_Gefragt ist_:
1. Gib bitte aus dem Abschnitt über die Sony NEX-3N den Wortlaut von „Erweitert hat Sony“ bis einschließlich „Effektprogrammen kombiniert werden.“ unverändert wieder.
2. Auf welchen Wert sinkt laut dem Abschnitt über die Sony NEX-3N die Bildrate, wenn Schärfe und Belichtung für jedes Einzelbild nachgeführt werden?

Erweitert hat Sony die Funktion „Automatischer Portraitrahmen“. Sie hat bei der Vorgängerin Portraitaufnahmen derart zugeschnitten, dass die Bildkomposition möglichst den Regeln des Goldenen Schnitts folgt. Bei der NEX-3N funktioniert das nun bei allen Motiven, die sich klar vom Umfeld abheben, zum Beispiel bei einer scharfen Blume vor einem unscharfen Hintergrund. Ansonsten gibt es bei der NEX-3N wenig Neues. Warum auch, bot doch bereits die Vorgängerin so ziemlich alles, was das Fotografenherz begehrt. Hervorzuheben ist vor allem die Möglichkeit, in die Vollautomatiken eingreifen zu können. Steuern lassen sich hierbei die Bildhelligkeit durch Belichtungskompensation, die Schärfentiefe und der Weißabgleich. Zudem kann die „intelligente Automatik“ mit zahlreichen Effektprogrammen kombiniert werden.
So gesehen gibt es vielfach kaum einen Grund, auf halbautomatische oder gar manuelle Belichtungssteuerung auszuweichen – obwohl die NEX-3N diese Möglichkeit natürlich ebenfalls bietet. Auch die Schärfe lässt sich von Hand einstellen – sogar mit dem Powerzoom-Objektiv, dann übernimmt dessen Zoomring die Funktion des Fokusrings. Beim manuellen Scharfstellen unterstützt einen die NEX-3N mit Fokus-Peaking, sie markiert also Kontrastkanten im Bild, die in der Schärfeebene liegen. Verzichten muss man indes auf den zusätzlichen Phasen-AF auf dem Bildsensor (Hybrid-AF), den Sony unlängst mit der NEX-5R eingeführt hat. Solange es um statische Motive geht, fällt diese Sparmaßnahme jedoch praktisch nicht ins Gewicht: Im Testlabor von digitalkamera.de brauchte die NEX-3N im Mittel nur eine drittel Sekunde, um scharf zu stellen und auszulösen – der Autofokus arbeitet also ausgesprochen flott. Das gilt leider nicht, wenn die NEX-3N Aufnahmeserien fotografieren soll: Sony verspricht eine maximale Serienbildrate von lediglich vier Fotos pro Sekunde (fps), wobei Belichtung und Fokus auf das erste Bild der Serie fixiert werden. Sollen Schärfe und Belichtung für jedes Einzelbild nachgeführt werden, sinkt die Bildrate gar auf 2,5 fps. Da sind heute selbst anspruchsvolle Kompaktkameras deutlich schneller! Hinzu kommt: Trotz des gemächlichen Tempos schießt die NEX-3N laut Sony maximal neun Aufnahmen in Serie. Nun wäre ja ein gemächliches Serientempo für viele Hobby- und Gelegenheitsfotografen durchaus verschmerzbar – bei Programmen mit Mehrfachbelichtung wie HDR oder „Handgehalten bei Dämmerung“ steigt dadurch aber die Gefahr von Geisterbildern, wenn während der Mehrfachaufnahmen die Kamera bewegt wird.

_Gezeigte Informationen_:
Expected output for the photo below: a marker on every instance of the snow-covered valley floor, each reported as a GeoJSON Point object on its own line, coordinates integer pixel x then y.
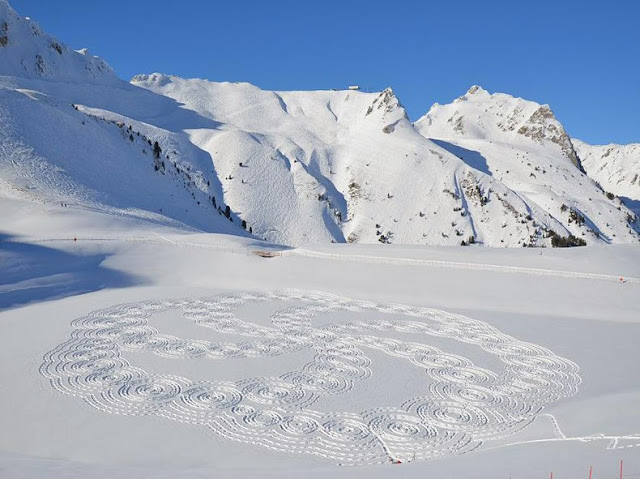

_Als Antwort_:
1.
Erweitert hat Sony die Funktion „Automatischer Portraitrahmen“. Sie hat bei der Vorgängerin Portraitaufnahmen derart zugeschnitten, dass die Bildkomposition möglichst den Regeln des Goldenen Schnitts folgt. Bei der NEX-3N funktioniert das nun bei allen Motiven, die sich klar vom Umfeld abheben, zum Beispiel bei einer scharfen Blume vor einem unscharfen Hintergrund. Ansonsten gibt es bei der NEX-3N wenig Neues. Warum auch, bot doch bereits die Vorgängerin so ziemlich alles, was das Fotografenherz begehrt. Hervorzuheben ist vor allem die Möglichkeit, in die Vollautomatiken eingreifen zu können. Steuern lassen sich hierbei die Bildhelligkeit durch Belichtungskompensation, die Schärfentiefe und der Weißabgleich. Zudem kann die „intelligente Automatik“ mit zahlreichen Effektprogrammen kombiniert werden.

2. Sie sinkt auf 2,5 fps.